>> start Text passage

#sdsc6015

English / 中文

Mirror Descent

Click to expand Mirror Descent review content

Motivation

Consider the simplex-constrained optimization problem:

$\min_{x \in \triangle_d} f(x)$

where the simplex $\triangle_d := \{x \in \mathbb{R}^d : \sum_{i=1}^d x_i = 1, x_i \geq 0, \forall i\}$ . Assume the gradient’s infinity norm is bounded: $\|\nabla f(x)\|_\infty = \max_{i=1,\ldots,d} |[\nabla f(x)]_i| \leq 1$ .

Notation: $x$ is the optimization variable, $d$ is the dimension, $\triangle_d$ is the probability simplex.
Geometric Interpretation: The simplex is the space of probability distributions; constrained optimization aims to minimize the loss under probability constraints.
Convergence Rate Comparison:
- GD: $\mathcal{O}(\sqrt{d/T})$
- Mirror Descent: $\mathcal{O}(\sqrt{\log d / T})$ , superior in high-dimensional problems.

Preliminaries

Dual Norm: $\|g\|_* = \sup_{\|x\| \leq 1} g^\top x$ .
Function Properties:
- $L$ -Lipschitz: $\|g\|_* \leq L$ for $g \in \partial f(x)$ .
- $\beta$ -smooth: Gradient satisfies Lipschitz condition.
- $\mu$ -strongly convex: Function has a lower-bounding quadratic term.

Mirror Descent Algorithm

Iteration format:

$y_{t+1} = \nabla \Phi^*( \nabla \Phi(x_t) - \eta g_t ), \quad x_{t+1} = \Pi_X^\Phi(y_{t+1})$

where $g_t \in \partial f(x_t)$ , $\Phi$ is the mirror potential, $\Pi_X^\Phi$ is the projection based on Bregman divergence.

>> end Text passage

In the mirror descent text, what is the simplex described as? The entries that come next are from a separate source.

>> start Dataset records

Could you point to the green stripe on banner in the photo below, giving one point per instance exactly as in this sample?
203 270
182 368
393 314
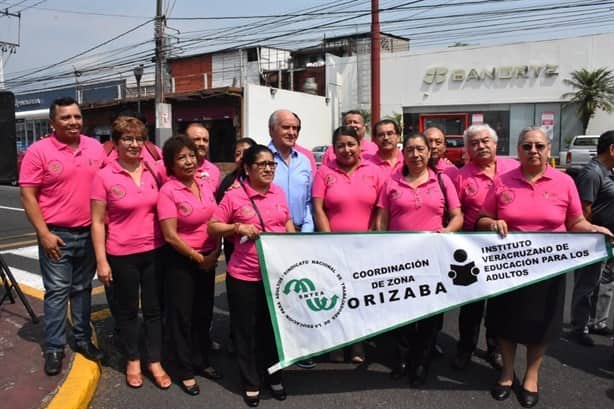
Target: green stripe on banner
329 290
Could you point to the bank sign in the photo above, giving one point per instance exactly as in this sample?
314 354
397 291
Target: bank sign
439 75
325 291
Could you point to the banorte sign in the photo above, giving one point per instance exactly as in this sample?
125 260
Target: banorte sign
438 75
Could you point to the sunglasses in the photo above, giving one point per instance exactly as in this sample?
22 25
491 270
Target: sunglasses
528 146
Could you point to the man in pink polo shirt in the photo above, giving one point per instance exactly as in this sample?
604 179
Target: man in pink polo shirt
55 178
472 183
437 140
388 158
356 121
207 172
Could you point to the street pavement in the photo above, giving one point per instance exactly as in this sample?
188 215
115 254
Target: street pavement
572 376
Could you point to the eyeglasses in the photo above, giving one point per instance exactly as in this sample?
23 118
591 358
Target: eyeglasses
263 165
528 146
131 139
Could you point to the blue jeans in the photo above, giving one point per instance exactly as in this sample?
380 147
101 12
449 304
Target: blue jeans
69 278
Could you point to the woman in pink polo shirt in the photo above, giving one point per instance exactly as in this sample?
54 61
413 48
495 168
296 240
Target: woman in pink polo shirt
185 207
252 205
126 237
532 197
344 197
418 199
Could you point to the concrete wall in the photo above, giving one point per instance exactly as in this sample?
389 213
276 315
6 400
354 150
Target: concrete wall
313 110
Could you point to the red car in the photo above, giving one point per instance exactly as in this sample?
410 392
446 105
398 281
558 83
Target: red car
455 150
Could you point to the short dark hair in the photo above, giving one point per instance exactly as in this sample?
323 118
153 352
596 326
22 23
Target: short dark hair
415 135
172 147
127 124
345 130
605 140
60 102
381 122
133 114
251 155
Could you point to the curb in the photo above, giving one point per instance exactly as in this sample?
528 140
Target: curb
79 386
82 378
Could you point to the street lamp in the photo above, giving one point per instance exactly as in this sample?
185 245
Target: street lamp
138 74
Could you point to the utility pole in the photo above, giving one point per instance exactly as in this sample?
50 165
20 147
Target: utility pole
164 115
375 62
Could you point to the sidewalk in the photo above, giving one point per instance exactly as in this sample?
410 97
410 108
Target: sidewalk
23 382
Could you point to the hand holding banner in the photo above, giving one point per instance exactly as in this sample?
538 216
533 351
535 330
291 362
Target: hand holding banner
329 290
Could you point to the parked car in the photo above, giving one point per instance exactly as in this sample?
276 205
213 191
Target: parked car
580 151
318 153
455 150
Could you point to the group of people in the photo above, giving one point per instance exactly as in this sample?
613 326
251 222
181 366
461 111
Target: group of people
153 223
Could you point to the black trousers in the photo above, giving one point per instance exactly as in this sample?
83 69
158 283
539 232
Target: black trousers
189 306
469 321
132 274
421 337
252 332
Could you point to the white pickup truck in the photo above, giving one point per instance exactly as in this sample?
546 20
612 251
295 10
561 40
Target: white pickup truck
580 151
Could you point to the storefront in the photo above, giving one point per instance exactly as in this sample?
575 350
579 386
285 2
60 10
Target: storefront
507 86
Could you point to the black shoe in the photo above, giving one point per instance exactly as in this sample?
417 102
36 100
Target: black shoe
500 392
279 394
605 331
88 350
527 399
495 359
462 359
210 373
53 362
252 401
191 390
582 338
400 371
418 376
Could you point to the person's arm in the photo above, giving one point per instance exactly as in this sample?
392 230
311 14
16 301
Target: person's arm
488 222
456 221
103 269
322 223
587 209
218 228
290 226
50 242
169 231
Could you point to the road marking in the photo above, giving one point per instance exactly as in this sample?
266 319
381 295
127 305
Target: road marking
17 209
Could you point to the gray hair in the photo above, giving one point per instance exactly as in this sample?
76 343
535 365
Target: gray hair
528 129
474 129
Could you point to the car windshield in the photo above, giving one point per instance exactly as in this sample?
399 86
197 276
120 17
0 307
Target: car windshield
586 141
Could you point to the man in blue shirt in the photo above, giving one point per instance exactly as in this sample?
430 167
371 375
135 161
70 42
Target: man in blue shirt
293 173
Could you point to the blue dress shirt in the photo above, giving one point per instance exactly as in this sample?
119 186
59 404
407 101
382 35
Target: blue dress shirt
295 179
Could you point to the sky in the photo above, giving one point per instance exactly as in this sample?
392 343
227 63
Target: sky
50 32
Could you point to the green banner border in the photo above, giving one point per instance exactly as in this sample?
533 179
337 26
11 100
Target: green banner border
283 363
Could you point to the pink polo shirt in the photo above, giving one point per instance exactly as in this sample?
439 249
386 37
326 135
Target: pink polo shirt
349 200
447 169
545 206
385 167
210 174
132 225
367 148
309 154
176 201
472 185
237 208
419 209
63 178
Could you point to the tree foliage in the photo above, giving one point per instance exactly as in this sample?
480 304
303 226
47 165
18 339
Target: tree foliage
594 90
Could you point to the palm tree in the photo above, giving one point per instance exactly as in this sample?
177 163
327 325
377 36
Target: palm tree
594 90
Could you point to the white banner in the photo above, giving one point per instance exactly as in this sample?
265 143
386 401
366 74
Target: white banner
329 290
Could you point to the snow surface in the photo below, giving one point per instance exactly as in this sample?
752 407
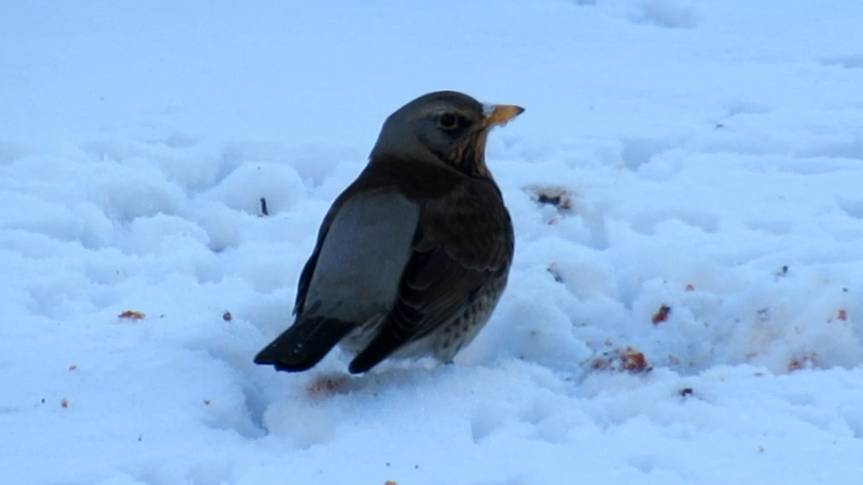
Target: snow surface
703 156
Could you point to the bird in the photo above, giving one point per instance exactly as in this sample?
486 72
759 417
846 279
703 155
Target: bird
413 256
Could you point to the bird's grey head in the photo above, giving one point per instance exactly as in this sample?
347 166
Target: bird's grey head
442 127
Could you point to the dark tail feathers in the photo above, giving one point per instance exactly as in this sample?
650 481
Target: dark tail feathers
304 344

>> end Dataset records

_Solution to this exercise_
The space of probability distributions.